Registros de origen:
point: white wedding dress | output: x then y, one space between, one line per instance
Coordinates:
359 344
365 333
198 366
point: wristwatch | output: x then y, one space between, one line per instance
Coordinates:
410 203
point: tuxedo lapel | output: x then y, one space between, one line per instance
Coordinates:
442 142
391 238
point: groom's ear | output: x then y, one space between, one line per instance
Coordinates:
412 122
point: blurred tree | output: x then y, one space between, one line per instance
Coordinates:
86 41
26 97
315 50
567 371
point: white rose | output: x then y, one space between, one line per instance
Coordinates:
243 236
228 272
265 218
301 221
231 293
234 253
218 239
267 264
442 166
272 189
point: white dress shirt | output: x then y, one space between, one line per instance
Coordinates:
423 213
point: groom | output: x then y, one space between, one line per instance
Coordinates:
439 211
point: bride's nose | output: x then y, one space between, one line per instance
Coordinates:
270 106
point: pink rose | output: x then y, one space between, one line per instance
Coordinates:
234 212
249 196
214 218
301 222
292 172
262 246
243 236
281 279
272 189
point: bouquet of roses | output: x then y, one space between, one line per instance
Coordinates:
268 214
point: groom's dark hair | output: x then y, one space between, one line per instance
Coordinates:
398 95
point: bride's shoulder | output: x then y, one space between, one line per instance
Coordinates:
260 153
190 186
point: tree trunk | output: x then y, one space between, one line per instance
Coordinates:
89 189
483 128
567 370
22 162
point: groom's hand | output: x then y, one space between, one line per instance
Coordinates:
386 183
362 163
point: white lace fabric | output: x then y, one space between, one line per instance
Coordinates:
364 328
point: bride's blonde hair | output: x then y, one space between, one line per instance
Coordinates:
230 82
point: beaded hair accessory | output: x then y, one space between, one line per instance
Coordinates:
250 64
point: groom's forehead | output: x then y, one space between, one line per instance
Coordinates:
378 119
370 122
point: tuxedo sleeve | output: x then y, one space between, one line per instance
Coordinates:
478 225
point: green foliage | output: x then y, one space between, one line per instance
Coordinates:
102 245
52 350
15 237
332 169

• **Objetivo del ejercicio**
Dispón todas las líneas de los registros de arriba como una lista JSON de cadenas, con una cadena por línea y sin las líneas en blanco.

• **Respuesta escrita**
[
  "point: white wedding dress | output: x then y, one space between, one line per instance",
  "Coordinates:",
  "359 344",
  "365 333",
  "198 366",
  "point: wristwatch | output: x then y, one space between, one line per instance",
  "Coordinates:",
  "410 203",
  "point: tuxedo lapel | output: x then y, one space between, one line per instance",
  "Coordinates:",
  "442 142",
  "391 238",
  "point: groom's ear | output: x then y, one space between, one line per instance",
  "Coordinates:",
  "412 122",
  "point: blurred tree | output: x then y, one space between, one line per instance",
  "Coordinates:",
  "86 41",
  "26 97",
  "315 50",
  "567 371",
  "point: white rose | output: x then y, one space between, one line per instance",
  "Coordinates:",
  "243 236",
  "228 272",
  "265 218",
  "301 221",
  "231 293",
  "234 253",
  "218 239",
  "267 264",
  "442 166",
  "272 189",
  "point: white dress shirt | output: x then y, one space between, one line per instance",
  "Coordinates:",
  "423 213",
  "point: groom | output: x then y, one space between, one line per instance",
  "Coordinates:",
  "439 211",
  "point: bride's nose | output: x then y, one space between, one line per instance",
  "Coordinates:",
  "270 106",
  "point: pink rose | output: x then y, one space between, one line per instance",
  "Coordinates:",
  "234 212",
  "249 196",
  "214 218",
  "301 222",
  "292 172",
  "262 246",
  "243 236",
  "281 279",
  "272 189",
  "point: bouquet of roses | output: x then y, one space between, one line per instance",
  "Coordinates:",
  "268 214",
  "point: groom's dark hair | output: x then y, one space between, one line per instance",
  "Coordinates:",
  "398 95",
  "point: bride's shoulder | output: x then y, one space between, one line per instance",
  "Coordinates:",
  "260 153",
  "190 186",
  "point: tree trunk | output: x then y, one space between, one line per instance",
  "Coordinates:",
  "89 189",
  "483 128",
  "567 370",
  "22 162",
  "point: groom's hand | output: x then y, one space between, one line per instance",
  "Coordinates:",
  "386 183",
  "362 163",
  "point: white lace fabric | output: x then y, one space between, one line per instance",
  "Coordinates:",
  "364 328",
  "point: bride's blonde hair | output: x then y, one space between, one line per instance",
  "Coordinates:",
  "230 82",
  "point: beaded hair accessory | output: x then y, one space between, one line per instance",
  "Coordinates:",
  "250 64",
  "point: groom's forehead | output: x then y, one space between, one line per instance",
  "Coordinates:",
  "378 119",
  "370 122",
  "point: tuxedo sleeve | output: x then y, one space between, one line per instance",
  "Coordinates:",
  "478 225",
  "point: green foliage | output: x then y, one space between, one line per instance",
  "Coordinates:",
  "102 245",
  "52 350",
  "15 237",
  "332 169"
]